(Items listed in a dataset)
+ + + +

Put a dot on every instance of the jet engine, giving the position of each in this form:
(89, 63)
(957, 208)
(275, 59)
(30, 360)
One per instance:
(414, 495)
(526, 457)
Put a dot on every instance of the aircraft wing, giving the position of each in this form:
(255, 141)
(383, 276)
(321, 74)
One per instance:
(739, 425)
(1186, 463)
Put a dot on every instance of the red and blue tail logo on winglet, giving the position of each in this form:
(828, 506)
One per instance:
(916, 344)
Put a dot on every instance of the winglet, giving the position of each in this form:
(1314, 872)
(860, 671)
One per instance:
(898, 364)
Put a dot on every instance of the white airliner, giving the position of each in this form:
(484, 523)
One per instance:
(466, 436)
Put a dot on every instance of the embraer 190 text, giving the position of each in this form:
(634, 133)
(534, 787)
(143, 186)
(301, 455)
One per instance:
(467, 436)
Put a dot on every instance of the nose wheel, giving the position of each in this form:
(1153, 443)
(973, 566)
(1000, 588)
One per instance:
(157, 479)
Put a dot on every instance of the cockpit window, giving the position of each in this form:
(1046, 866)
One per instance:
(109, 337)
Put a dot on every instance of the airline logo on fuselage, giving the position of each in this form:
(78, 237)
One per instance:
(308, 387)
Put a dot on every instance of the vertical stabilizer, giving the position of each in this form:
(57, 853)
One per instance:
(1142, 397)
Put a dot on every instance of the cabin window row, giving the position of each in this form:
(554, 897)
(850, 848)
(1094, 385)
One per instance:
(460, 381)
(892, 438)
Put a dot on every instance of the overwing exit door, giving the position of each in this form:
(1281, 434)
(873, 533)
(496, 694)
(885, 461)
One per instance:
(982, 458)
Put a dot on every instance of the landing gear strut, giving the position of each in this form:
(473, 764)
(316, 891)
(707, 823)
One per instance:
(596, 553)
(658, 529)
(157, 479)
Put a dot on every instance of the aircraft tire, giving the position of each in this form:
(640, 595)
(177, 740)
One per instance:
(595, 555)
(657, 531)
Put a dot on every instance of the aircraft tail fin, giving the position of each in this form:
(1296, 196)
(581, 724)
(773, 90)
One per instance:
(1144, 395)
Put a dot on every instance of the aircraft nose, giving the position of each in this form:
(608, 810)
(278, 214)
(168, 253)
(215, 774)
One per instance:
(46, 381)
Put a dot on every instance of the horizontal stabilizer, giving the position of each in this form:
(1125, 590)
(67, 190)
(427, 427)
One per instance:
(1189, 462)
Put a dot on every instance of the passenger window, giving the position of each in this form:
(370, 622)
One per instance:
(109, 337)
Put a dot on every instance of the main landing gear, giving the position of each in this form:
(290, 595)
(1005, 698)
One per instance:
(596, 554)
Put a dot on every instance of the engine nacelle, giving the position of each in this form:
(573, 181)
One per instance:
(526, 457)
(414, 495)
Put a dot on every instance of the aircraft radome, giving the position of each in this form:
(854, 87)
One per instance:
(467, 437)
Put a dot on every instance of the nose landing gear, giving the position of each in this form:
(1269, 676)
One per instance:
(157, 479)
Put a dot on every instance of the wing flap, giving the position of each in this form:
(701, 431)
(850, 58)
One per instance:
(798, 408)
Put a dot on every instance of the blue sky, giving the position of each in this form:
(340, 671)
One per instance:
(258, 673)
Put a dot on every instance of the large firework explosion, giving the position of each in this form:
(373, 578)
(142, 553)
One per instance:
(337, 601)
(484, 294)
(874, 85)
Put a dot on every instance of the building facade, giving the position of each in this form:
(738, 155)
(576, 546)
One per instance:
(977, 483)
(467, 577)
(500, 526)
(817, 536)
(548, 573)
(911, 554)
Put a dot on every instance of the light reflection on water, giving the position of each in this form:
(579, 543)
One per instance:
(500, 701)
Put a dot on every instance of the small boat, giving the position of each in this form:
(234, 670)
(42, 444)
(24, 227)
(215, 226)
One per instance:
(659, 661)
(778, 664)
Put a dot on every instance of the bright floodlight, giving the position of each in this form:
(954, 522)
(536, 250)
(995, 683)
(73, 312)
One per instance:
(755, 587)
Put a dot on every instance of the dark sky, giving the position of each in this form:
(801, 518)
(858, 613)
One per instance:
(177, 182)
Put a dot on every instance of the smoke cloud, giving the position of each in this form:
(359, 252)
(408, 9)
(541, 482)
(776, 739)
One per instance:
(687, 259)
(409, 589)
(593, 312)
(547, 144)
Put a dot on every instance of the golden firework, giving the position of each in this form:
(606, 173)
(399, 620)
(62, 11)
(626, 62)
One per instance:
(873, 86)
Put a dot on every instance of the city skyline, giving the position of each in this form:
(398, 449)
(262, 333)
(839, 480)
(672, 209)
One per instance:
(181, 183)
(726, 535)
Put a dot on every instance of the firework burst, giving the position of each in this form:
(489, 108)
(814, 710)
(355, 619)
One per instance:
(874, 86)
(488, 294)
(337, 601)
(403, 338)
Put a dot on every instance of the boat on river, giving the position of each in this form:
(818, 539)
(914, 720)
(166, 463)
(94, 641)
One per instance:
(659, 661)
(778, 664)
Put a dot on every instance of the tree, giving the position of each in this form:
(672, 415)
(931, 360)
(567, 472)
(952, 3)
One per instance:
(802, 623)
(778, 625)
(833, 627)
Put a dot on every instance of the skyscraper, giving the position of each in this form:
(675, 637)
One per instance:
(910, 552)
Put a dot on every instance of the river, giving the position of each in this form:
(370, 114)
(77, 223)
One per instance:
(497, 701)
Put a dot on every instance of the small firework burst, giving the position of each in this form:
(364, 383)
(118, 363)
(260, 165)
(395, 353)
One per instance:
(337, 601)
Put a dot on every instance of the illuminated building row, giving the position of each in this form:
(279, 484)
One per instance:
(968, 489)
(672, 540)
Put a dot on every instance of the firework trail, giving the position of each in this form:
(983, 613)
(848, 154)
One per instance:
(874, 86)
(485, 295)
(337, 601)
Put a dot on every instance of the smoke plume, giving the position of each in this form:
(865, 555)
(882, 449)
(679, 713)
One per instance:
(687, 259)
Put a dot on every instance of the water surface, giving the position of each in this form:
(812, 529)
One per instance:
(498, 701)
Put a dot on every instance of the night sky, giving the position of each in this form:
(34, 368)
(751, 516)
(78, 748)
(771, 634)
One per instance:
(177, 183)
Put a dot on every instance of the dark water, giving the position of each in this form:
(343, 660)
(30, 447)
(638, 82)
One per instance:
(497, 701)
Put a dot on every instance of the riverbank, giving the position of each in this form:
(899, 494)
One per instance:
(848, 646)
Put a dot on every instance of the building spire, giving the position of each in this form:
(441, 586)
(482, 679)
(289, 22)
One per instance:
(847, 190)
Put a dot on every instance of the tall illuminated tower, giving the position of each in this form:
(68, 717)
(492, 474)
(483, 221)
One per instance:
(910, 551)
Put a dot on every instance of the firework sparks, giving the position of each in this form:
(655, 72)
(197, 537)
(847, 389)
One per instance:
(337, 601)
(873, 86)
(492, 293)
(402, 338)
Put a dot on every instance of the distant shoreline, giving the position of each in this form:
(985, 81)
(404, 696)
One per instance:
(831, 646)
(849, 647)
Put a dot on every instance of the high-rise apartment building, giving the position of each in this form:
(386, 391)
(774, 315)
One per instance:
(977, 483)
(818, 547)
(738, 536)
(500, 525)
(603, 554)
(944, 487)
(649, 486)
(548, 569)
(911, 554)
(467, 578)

+ + + +

Task directions> Search the records for the string "logo" and report each line that has it.

Task result>
Put a dot on every instance of the red and blue tail logo on winglet, giving the position of each in this form:
Put a dot on every instance of the airline logo on fuselage, giving the position of each in this form:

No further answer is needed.